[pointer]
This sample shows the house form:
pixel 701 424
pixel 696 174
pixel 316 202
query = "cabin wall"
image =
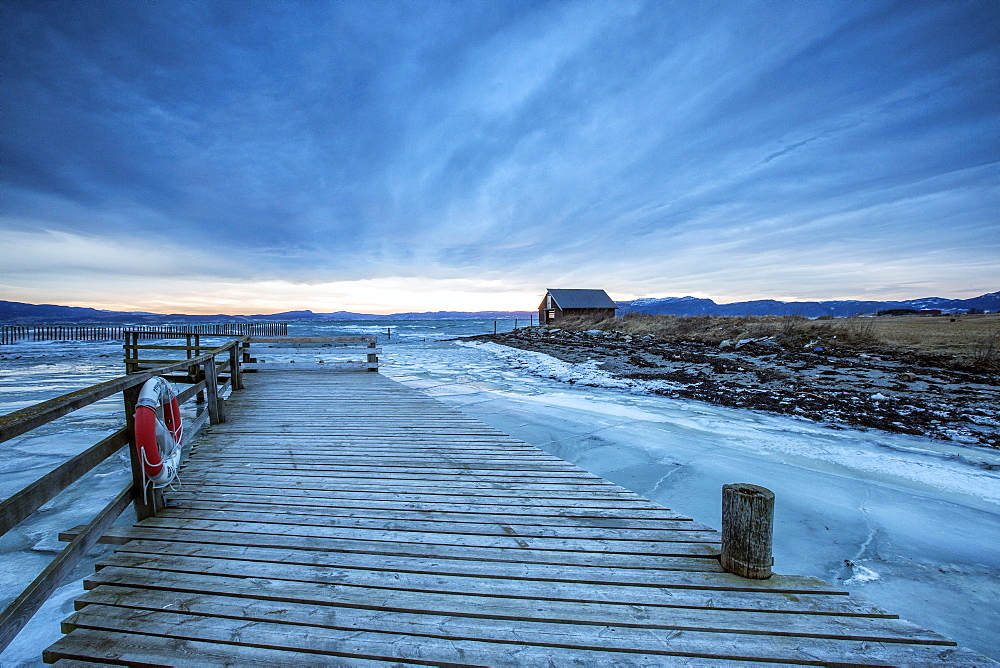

● **TASK INSTRUCTIONS**: Among the lines above, find the ones containing "pixel" and copy them.

● **ANSWER TO THE PROBLEM**:
pixel 701 424
pixel 696 174
pixel 316 202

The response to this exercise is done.